**What to do:** Give only the number of lines below that contain the word "returned".

**Material provided:**

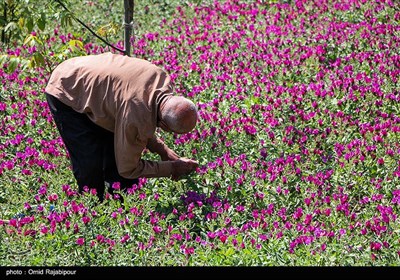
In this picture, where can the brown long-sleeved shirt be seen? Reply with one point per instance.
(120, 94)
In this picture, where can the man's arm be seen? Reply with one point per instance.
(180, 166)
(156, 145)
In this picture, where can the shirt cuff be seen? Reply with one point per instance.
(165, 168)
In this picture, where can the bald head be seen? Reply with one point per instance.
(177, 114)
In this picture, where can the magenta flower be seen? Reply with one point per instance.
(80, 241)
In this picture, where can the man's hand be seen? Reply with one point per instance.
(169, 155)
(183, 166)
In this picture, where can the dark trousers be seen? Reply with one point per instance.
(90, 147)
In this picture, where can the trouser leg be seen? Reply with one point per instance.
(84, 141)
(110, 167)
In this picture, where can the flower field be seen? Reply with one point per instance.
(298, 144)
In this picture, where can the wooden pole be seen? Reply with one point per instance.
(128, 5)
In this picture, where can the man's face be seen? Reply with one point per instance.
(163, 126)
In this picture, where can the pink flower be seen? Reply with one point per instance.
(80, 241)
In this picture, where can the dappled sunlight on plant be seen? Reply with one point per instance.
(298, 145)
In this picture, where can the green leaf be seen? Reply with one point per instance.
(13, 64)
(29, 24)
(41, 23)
...
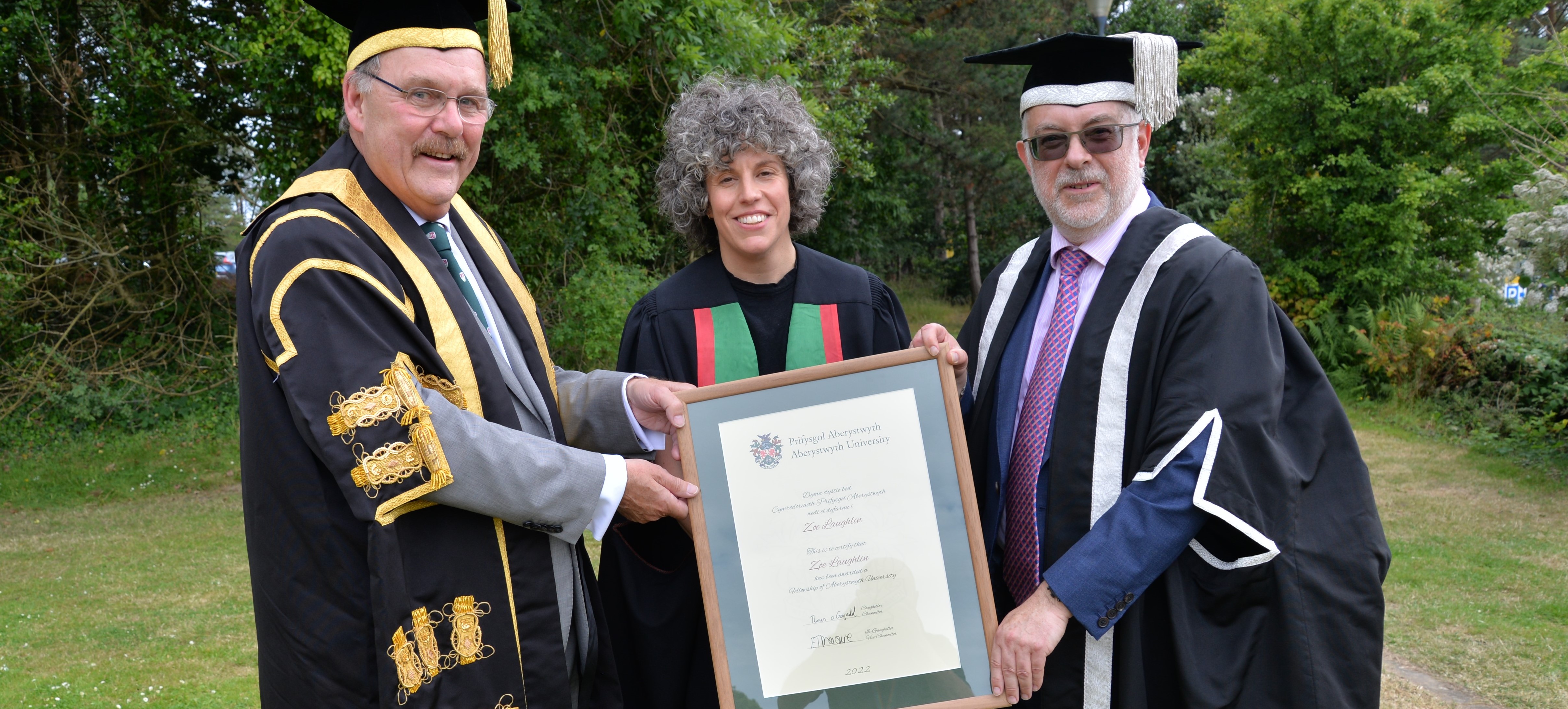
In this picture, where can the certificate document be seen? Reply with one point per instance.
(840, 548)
==
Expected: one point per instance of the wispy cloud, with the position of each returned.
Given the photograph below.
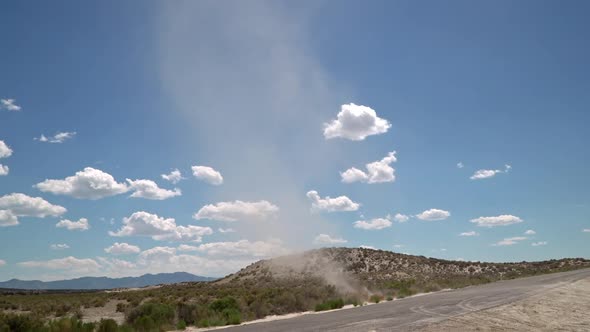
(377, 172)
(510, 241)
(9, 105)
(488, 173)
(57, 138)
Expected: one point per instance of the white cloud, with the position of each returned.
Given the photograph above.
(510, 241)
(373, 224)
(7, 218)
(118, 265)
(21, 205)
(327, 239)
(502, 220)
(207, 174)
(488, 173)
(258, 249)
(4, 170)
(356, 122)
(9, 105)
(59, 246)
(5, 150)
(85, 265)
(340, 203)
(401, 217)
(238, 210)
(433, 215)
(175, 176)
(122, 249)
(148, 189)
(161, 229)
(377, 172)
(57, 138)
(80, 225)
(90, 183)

**Expected answer:** 2